PROBLEM DETAILS
Reproduce the following entries verbatim, from the first line through the last, omitting the pictures from your output.

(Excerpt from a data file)

— Begin —

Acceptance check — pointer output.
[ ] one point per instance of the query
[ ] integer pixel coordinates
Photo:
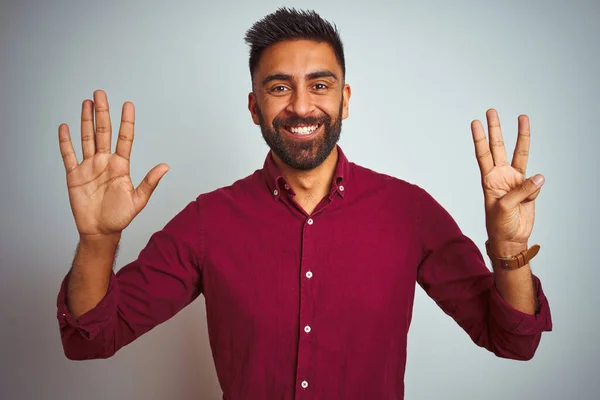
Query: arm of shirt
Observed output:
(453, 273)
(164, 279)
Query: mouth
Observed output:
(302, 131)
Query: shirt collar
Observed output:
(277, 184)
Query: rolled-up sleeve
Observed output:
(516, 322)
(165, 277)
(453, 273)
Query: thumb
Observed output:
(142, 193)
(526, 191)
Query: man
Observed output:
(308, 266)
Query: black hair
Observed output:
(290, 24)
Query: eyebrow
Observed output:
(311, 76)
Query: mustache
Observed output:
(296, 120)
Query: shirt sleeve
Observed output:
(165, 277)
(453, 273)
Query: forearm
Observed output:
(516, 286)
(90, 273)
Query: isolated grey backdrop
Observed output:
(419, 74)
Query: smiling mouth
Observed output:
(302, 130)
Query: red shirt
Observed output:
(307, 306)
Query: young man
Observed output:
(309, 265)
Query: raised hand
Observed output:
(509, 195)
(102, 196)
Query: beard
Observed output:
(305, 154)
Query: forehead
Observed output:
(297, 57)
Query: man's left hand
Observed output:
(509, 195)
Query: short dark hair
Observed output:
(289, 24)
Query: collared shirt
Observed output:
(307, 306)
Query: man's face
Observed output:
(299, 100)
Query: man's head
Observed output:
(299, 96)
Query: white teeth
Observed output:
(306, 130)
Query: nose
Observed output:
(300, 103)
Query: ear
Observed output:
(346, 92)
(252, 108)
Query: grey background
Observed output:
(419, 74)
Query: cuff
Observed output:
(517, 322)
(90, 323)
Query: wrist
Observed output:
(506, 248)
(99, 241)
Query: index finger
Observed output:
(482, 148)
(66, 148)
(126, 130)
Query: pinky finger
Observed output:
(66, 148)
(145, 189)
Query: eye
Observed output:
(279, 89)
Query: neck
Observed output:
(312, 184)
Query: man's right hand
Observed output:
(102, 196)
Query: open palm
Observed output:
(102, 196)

— End —

ANSWER FOR THE TASK
Acceptance check — pointer output.
[ ] one point per instance of the query
[ ] integer pixel coordinates
Photo:
Query: arm of shirt
Observed output:
(453, 273)
(164, 279)
Query: mouth
Observed output:
(302, 131)
Query: shirt collar
Observed output:
(277, 184)
Query: rolled-up sleeve
Observed output:
(516, 322)
(165, 277)
(453, 273)
Query: thumb
Observed output:
(142, 193)
(526, 191)
Query: man
Observed output:
(308, 266)
Query: black hair
Observed output:
(290, 24)
Query: eyebrow
Observed output:
(311, 76)
Query: mustache
Observed output:
(296, 120)
Query: shirt sleeve
Observed output:
(165, 277)
(453, 273)
Query: forearm
Observed output:
(516, 286)
(90, 273)
Query: isolated grey backdrop
Observed output:
(419, 74)
Query: smiling mouth
Observed output:
(302, 130)
Query: red shirt
Observed output:
(307, 306)
Query: young man
Observed output:
(309, 265)
Query: raised hand
Observed output:
(509, 195)
(102, 196)
Query: beard
Observed output:
(305, 154)
Query: forehead
Observed output:
(297, 57)
Query: man's left hand
Observed output:
(509, 195)
Query: short dark hair
Observed output:
(289, 24)
Query: collared shirt
Observed output:
(307, 306)
Query: man's face
Observed output:
(299, 100)
Query: man's head
Observed output:
(299, 96)
Query: white teeth
Observed output:
(306, 130)
Query: nose
Observed output:
(300, 103)
Query: ear
Observed output:
(346, 92)
(252, 108)
Query: grey background
Observed output:
(419, 74)
Query: cuff
Observed output:
(517, 322)
(90, 323)
Query: wrist
Observed output:
(506, 248)
(99, 241)
Query: index finger
Observed output:
(482, 148)
(66, 148)
(126, 130)
Query: pinky finger
Observed output:
(66, 148)
(145, 189)
Query: eye
Observed output:
(279, 89)
Query: neck
Observed output:
(312, 184)
Query: man's right hand
Observed output:
(102, 196)
Query: open palm
Observed output:
(102, 196)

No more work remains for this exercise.